Cité (restored entry originally posted April 3, 2014)

I am so excited to be writing my “C” post. I did some searching around and was going to write about County Cork, Ireland. That is because my last name is Costello and I am of Irish heritage on one side of my family. County Cork is cool and all, but I need to write about something I am even more interested in. Naturally, I drifted to Paris. Then I drifted to metro stops. Alas, I saw the Cité metro stop and decided I should write about where this stop is located and what I recommend around Cité  There will be many C’s involved in this post. Come along. Chop, chop!

The Cité stop is located on the larger of the two islands situated in the Seine in Paris. Île de la Cité is the proper name of the this island. When you visit the Cité, you can stand on Kilometre Zero, the geographical center of Paris. This is where distances from other cities are measured. 

–Kilometre Zero (in front of Notre-Dame de Paris)

Kilometre Zero is located in front of the cathedral of Notre-Dame de Paris. I don’t think I have missed a quick run through on every trip I have taken to Paris. It is especially nice to visit on a rainy day as I learned on my last trip. When I am inside Notre-Dame, I try to take a moment and stop and just listen. Usually you hear the slow shuffles of all the tourists making their way around. Sometimes a mass is in progress and you can hear the sounds of the priest and respondents. At certain times confession might be in progress. Once I went with a group to listen to a Christmas concert. I also had a small gold crucifix for a necklace that I bought at Notre-Dame until thieves absconded with it and all my jewelry. I know I have spent a franc or euro to get a commemorative coin from a machine with the imprint of the cathedral on the front.

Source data

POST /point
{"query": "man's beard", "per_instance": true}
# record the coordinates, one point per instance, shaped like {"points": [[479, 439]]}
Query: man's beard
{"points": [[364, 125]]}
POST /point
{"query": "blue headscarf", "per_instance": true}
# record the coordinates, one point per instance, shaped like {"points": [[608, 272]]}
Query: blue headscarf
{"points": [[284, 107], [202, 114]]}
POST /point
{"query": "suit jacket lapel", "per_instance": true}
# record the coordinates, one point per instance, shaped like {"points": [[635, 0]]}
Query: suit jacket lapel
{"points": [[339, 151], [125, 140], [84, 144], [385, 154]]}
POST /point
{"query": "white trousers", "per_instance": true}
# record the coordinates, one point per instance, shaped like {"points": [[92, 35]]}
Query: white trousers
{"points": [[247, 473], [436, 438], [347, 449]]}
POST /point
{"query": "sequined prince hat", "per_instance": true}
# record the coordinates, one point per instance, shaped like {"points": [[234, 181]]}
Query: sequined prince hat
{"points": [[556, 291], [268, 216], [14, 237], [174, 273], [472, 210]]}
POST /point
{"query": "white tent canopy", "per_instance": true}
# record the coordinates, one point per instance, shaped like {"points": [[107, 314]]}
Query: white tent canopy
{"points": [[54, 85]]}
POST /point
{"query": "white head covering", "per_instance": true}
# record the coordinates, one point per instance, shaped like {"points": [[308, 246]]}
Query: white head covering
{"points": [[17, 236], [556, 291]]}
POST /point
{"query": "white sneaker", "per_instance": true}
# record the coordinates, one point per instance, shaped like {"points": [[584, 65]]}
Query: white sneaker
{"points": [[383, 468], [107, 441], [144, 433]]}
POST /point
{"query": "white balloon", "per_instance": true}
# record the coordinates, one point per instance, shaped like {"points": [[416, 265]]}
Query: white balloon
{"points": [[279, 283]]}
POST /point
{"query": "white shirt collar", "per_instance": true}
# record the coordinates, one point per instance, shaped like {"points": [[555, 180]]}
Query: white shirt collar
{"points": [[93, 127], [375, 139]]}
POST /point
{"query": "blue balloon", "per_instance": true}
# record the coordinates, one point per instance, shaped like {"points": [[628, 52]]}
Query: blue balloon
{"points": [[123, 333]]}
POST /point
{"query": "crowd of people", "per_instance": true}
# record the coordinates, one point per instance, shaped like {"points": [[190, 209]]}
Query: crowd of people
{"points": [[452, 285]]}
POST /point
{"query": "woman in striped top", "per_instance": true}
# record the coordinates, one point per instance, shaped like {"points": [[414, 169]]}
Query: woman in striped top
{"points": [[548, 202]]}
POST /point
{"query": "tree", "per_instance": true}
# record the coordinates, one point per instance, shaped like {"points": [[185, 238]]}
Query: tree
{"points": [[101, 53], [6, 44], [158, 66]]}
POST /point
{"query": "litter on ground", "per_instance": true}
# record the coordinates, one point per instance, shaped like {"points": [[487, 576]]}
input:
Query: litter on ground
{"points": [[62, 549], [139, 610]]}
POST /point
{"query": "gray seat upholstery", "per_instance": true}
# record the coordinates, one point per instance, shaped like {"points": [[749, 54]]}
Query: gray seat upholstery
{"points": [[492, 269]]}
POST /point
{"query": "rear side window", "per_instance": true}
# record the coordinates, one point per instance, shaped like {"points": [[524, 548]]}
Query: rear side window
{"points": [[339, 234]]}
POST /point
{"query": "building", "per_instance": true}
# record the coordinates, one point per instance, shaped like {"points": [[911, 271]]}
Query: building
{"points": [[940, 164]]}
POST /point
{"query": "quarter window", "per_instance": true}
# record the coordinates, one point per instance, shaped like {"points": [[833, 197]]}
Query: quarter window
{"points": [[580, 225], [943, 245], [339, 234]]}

## What the exercise asks
Quote the stretch of the post about the Cité metro stop from "The Cité stop" through "cities are measured.".

## Answer section
The Cité stop is located on the larger of the two islands situated in the Seine in Paris. Île de la Cité is the proper name of the this island. When you visit the Cité, you can stand on Kilometre Zero, the geographical center of Paris. This is where distances from other cities are measured.